◆ Requirement
What this exercise calls for is an exact copy of the data.

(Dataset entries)
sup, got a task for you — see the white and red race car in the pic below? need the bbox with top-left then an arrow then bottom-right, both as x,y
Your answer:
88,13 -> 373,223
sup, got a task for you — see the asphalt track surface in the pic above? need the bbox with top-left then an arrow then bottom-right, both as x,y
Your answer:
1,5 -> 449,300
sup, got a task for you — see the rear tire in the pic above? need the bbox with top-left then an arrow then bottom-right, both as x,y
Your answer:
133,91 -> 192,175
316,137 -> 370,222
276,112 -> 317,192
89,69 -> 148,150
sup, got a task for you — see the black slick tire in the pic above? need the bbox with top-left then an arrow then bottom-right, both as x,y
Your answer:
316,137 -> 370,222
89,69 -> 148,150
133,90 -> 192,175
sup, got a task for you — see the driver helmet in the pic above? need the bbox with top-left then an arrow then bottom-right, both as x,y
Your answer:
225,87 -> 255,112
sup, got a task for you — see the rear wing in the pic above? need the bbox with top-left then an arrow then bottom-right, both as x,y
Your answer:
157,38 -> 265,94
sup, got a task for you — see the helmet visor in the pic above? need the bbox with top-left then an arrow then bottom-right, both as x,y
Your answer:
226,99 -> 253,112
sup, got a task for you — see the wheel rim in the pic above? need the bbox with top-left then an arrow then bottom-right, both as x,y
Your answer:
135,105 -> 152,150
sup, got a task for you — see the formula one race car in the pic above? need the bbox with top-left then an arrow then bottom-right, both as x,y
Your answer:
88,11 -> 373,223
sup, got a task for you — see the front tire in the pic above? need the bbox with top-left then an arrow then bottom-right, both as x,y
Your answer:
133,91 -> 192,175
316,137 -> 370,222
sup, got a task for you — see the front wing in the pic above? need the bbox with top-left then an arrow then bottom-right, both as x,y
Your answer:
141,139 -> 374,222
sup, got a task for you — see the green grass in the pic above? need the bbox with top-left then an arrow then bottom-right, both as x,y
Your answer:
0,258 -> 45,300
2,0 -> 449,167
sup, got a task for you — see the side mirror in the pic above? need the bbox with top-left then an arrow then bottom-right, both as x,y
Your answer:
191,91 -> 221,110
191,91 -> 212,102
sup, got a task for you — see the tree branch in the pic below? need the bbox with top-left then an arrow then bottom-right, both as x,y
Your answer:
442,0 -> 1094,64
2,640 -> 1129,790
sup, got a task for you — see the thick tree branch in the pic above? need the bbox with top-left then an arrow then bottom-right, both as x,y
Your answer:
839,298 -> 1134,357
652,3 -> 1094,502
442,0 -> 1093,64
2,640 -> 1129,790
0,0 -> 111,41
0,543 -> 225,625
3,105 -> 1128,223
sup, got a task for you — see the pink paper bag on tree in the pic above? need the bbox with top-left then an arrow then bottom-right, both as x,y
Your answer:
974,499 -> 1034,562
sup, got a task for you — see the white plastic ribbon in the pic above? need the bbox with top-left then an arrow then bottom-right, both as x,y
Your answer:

◆ Exercise response
sup, got a task for you — see the white and red race car in the pic below? need the bbox with top-left then an arrow then bottom-right, both as x,y
Your answer:
88,13 -> 373,223
sup, got a task for you — see the asphalt track surface in the pic above? need the bbox with top-left then an arrow then bottom-right, both as x,y
Your answer:
1,5 -> 449,300
sup, got a task for you — see the rear tire in the pic above? need the bbox with top-left then an arrow then bottom-right, both as x,y
Your answer:
133,91 -> 192,175
316,137 -> 370,222
276,112 -> 317,192
89,69 -> 148,150
sup, got a task for you — see the black slick tire in the pic above? need the bbox with top-left then an arrow then bottom-right, both as x,y
Your answer:
316,137 -> 370,222
89,69 -> 148,150
133,90 -> 192,175
sup, got a task for you — see the driver helmet in the pic above? need the bbox with top-left then an arrow then bottom-right, both as x,y
Your answer:
225,87 -> 255,112
sup, got a task for you — see the rear wing in the pic above? need the bbox with top-left then an arrow then bottom-right, both as x,y
Your answer:
157,38 -> 265,94
sup, got a task for you — see the helmet visor in the pic above? need the bbox with top-left then an arrow then bottom-right, both as x,y
Your answer:
226,99 -> 253,112
sup, got a task for you — see the wheel rim in the pic above? need the bbox with top-left then an arrow then bottom-right, both as x,y
Your answer:
135,105 -> 152,150
sup, got a task for you — see the formula one race car in the pic above? need the bbox with top-left then an arrow then bottom-right, both as x,y
Your answer:
88,11 -> 373,223
sup, got a task for you — see the front tire in the pic above? need the bbox with top-left then an arrow then bottom-right, both as x,y
Your answer:
133,91 -> 192,175
316,137 -> 370,222
sup, got a task for you — see the front wing in the pic above? need the bbox with top-left then an arrow then bottom-right, both as x,y
Your answer:
141,139 -> 374,222
sup, got a task for you — see the green grass in the pic above? need the bbox with top-left then an arrow then bottom-right, both as x,y
Your answer:
0,258 -> 45,300
2,0 -> 449,167
sup, got a task for you — see the side mirror in the pic above? need the bbox with top-left then an arrow then bottom-right, both as x,y
Your answer:
191,91 -> 221,110
191,91 -> 212,102
sup, got a task for you — see the tree branch in the pic below? need the bbox with top-left then an arrow then bottom-right, both as x,y
Your answer:
442,0 -> 1094,64
2,640 -> 1129,790
sup, got a task for you — see the thick tree branch in the pic above? need the bbox with top-left then an arrow then bottom-right, both as x,y
Your answer:
839,298 -> 1134,357
652,3 -> 1094,502
442,0 -> 1093,64
2,640 -> 1129,790
0,0 -> 111,41
0,543 -> 225,625
3,105 -> 1128,223
sup, got a task for you — see the pink paper bag on tree in the pic above? need the bbox with top-left then an arrow then bottom-right, both as x,y
Your answer:
974,499 -> 1034,562
sup, got a task for you — see the white plastic ribbon in the pic above? need the bbox with top-left then an arrow then bottom-right, both as x,y
Your answer:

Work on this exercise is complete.